[Stored records]

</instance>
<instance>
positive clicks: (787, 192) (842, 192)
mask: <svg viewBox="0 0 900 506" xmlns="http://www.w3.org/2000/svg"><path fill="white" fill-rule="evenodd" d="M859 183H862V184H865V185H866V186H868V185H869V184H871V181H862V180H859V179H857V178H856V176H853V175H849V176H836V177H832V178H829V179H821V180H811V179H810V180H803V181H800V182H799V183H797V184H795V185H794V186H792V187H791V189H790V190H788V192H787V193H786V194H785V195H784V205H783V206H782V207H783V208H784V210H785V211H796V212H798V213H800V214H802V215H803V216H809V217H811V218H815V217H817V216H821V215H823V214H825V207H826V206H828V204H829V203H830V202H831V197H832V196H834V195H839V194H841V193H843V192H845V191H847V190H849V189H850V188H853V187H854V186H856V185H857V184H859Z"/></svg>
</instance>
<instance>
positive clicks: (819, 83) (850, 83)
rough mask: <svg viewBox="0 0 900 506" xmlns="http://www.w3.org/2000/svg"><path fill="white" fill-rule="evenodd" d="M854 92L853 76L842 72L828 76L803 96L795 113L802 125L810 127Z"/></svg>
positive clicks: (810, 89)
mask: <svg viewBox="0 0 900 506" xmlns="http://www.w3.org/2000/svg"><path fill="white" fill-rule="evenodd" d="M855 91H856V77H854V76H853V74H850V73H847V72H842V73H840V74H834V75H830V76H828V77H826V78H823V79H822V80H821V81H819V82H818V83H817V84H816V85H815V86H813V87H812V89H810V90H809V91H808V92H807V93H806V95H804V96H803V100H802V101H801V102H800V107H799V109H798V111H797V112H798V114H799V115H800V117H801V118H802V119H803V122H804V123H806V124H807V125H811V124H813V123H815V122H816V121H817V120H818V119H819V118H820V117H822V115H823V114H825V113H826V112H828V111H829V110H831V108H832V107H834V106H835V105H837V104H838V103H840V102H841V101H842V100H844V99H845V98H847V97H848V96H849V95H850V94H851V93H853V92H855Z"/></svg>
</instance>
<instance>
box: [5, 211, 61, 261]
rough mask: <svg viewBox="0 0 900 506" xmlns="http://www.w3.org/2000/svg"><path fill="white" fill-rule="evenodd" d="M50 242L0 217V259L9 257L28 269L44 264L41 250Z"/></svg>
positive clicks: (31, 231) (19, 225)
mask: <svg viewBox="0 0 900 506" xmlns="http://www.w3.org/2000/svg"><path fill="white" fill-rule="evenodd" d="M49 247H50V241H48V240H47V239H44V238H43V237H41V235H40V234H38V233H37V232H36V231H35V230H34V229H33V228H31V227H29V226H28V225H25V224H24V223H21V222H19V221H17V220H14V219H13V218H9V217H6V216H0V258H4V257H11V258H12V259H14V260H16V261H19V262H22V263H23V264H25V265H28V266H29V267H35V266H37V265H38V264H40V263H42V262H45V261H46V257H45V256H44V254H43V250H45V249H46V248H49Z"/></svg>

_Exercise objective_: Could you write out the material above again, switching every "rough mask" to "coarse mask" and leaving everything else unchanged?

_Result_:
</instance>
<instance>
positive clicks: (787, 192) (842, 192)
mask: <svg viewBox="0 0 900 506" xmlns="http://www.w3.org/2000/svg"><path fill="white" fill-rule="evenodd" d="M859 183H862V184H865V185H866V186H868V185H869V184H871V181H862V180H859V179H857V178H856V176H853V175H849V176H836V177H832V178H829V179H821V180H811V179H810V180H803V181H800V182H799V183H797V184H795V185H794V186H792V187H791V189H790V190H788V192H787V193H786V194H785V195H784V205H783V206H782V207H783V208H784V210H785V211H796V212H798V213H800V214H802V215H803V216H809V217H811V218H815V217H817V216H821V215H823V214H825V207H826V206H828V204H829V203H830V202H831V197H832V196H834V195H839V194H841V193H843V192H845V191H847V190H849V189H850V188H853V187H854V186H856V185H857V184H859Z"/></svg>
</instance>
<instance>
positive clicks: (819, 83) (850, 83)
coarse mask: <svg viewBox="0 0 900 506" xmlns="http://www.w3.org/2000/svg"><path fill="white" fill-rule="evenodd" d="M854 92L853 76L842 72L828 76L803 96L795 113L802 125L810 127Z"/></svg>
positive clicks: (810, 89)
mask: <svg viewBox="0 0 900 506" xmlns="http://www.w3.org/2000/svg"><path fill="white" fill-rule="evenodd" d="M855 91H856V77H854V76H853V74H850V73H847V72H842V73H840V74H834V75H830V76H828V77H826V78H823V79H822V80H821V81H819V82H818V83H817V84H816V85H815V86H813V87H812V89H810V90H809V91H808V92H807V93H806V95H804V96H803V100H802V101H801V102H800V107H799V109H798V111H797V112H798V114H799V115H800V117H801V118H802V119H803V122H804V123H806V124H807V125H811V124H813V123H815V122H816V121H817V120H818V119H819V118H820V117H822V115H823V114H825V113H826V112H828V111H829V110H831V108H832V107H834V106H835V105H837V104H838V103H840V102H841V101H842V100H844V99H845V98H847V97H848V96H849V95H850V94H851V93H853V92H855Z"/></svg>
</instance>
<instance>
box: [5, 211, 61, 261]
coarse mask: <svg viewBox="0 0 900 506" xmlns="http://www.w3.org/2000/svg"><path fill="white" fill-rule="evenodd" d="M50 242L0 217V259L9 257L28 269L44 264L41 250Z"/></svg>
positive clicks: (31, 231) (19, 225)
mask: <svg viewBox="0 0 900 506" xmlns="http://www.w3.org/2000/svg"><path fill="white" fill-rule="evenodd" d="M49 247H50V241H48V240H47V239H44V238H43V237H41V235H40V234H38V233H37V232H36V231H35V230H34V229H33V228H31V227H29V226H28V225H25V224H24V223H21V222H19V221H17V220H14V219H13V218H9V217H6V216H0V258H4V257H11V258H12V259H14V260H16V261H19V262H22V263H23V264H25V265H28V266H29V267H35V266H37V265H38V264H40V263H42V262H45V261H46V257H45V256H44V254H43V250H45V249H46V248H49Z"/></svg>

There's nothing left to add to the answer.